■ The request: Rewrite the records from the first line through the line containing "0 0 600 396", changing every "free-text query" to "natural-language query" and keeping everything else unchanged. Return only those lines.

——————————

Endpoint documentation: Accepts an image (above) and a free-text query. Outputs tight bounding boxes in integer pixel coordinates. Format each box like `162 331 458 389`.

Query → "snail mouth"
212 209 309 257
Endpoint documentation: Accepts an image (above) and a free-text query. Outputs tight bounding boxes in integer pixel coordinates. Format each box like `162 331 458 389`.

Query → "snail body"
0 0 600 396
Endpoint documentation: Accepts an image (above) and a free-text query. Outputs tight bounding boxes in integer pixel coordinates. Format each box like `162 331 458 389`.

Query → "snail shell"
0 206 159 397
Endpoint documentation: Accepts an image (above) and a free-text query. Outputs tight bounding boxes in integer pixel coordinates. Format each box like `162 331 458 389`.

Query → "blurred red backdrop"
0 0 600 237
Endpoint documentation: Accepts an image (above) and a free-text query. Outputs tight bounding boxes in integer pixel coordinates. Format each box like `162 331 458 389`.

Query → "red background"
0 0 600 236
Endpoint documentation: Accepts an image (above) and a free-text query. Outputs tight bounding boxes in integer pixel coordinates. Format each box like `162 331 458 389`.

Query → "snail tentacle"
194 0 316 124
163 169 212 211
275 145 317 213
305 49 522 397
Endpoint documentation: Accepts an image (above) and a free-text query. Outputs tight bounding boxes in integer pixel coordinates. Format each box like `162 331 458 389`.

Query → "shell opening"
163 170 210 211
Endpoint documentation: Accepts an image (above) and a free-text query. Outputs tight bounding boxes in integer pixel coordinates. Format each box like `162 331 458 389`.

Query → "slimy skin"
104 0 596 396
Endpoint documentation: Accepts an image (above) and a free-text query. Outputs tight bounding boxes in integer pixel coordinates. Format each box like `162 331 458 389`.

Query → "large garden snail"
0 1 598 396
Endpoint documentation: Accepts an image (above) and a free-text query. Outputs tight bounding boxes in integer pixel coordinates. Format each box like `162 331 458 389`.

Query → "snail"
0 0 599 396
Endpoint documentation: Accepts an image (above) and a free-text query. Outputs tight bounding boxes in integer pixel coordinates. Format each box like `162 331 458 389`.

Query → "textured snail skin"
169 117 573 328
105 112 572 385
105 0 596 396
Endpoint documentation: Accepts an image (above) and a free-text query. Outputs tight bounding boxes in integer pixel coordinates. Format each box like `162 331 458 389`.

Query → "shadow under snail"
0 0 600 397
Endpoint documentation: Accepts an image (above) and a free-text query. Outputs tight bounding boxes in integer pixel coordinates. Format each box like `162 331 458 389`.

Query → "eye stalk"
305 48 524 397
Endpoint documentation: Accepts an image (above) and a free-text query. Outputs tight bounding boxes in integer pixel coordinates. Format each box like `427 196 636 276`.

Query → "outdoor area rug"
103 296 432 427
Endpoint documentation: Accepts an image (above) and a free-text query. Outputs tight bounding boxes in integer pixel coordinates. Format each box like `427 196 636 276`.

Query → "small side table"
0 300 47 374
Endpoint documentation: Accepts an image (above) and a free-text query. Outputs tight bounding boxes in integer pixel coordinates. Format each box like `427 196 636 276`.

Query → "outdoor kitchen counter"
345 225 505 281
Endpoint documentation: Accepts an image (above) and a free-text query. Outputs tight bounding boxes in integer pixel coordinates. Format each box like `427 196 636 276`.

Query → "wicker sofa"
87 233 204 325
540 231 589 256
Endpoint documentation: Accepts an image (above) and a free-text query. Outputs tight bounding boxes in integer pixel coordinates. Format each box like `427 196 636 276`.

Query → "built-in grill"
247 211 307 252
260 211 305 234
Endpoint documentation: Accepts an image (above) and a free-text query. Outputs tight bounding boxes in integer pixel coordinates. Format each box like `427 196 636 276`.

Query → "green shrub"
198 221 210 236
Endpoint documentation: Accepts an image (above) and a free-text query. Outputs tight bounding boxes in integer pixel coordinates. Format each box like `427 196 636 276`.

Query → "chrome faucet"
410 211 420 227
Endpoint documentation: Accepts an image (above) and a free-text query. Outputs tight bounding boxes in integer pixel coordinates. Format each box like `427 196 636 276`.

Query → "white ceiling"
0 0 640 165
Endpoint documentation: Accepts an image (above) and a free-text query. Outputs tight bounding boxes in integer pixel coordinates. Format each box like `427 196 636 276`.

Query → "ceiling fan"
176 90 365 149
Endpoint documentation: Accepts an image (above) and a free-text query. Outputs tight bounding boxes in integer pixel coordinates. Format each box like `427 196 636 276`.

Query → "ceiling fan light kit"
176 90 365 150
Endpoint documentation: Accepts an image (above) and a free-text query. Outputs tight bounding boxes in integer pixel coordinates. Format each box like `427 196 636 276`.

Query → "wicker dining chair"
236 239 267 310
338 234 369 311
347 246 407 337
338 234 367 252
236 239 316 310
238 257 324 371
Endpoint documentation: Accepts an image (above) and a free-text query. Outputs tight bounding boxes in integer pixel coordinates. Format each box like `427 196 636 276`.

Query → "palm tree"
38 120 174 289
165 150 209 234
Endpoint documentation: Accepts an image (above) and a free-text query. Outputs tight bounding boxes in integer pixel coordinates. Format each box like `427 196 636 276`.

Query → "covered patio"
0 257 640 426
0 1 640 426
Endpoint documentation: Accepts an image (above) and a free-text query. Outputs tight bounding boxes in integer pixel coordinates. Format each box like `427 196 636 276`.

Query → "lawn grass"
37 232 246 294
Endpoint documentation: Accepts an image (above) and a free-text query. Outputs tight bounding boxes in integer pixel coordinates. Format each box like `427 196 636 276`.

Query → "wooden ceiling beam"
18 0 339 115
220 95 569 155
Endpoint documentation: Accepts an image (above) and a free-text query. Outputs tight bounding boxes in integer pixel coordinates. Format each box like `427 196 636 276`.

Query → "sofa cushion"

——————————

■ Response below:
Endpoint documentation: Accepts an image (above) and a natural-language query. Outputs tight bounding boxes in integer pixel coordinates. Format each box like `162 331 458 389`.

Query → "snail mouth"
212 209 309 257
Endpoint documentation: Accepts an image (above) and a natural-language query. Outputs tight bounding boxes in integer pixel coordinates. Format each box like `162 331 458 389`.

Query → "snail body"
0 0 600 396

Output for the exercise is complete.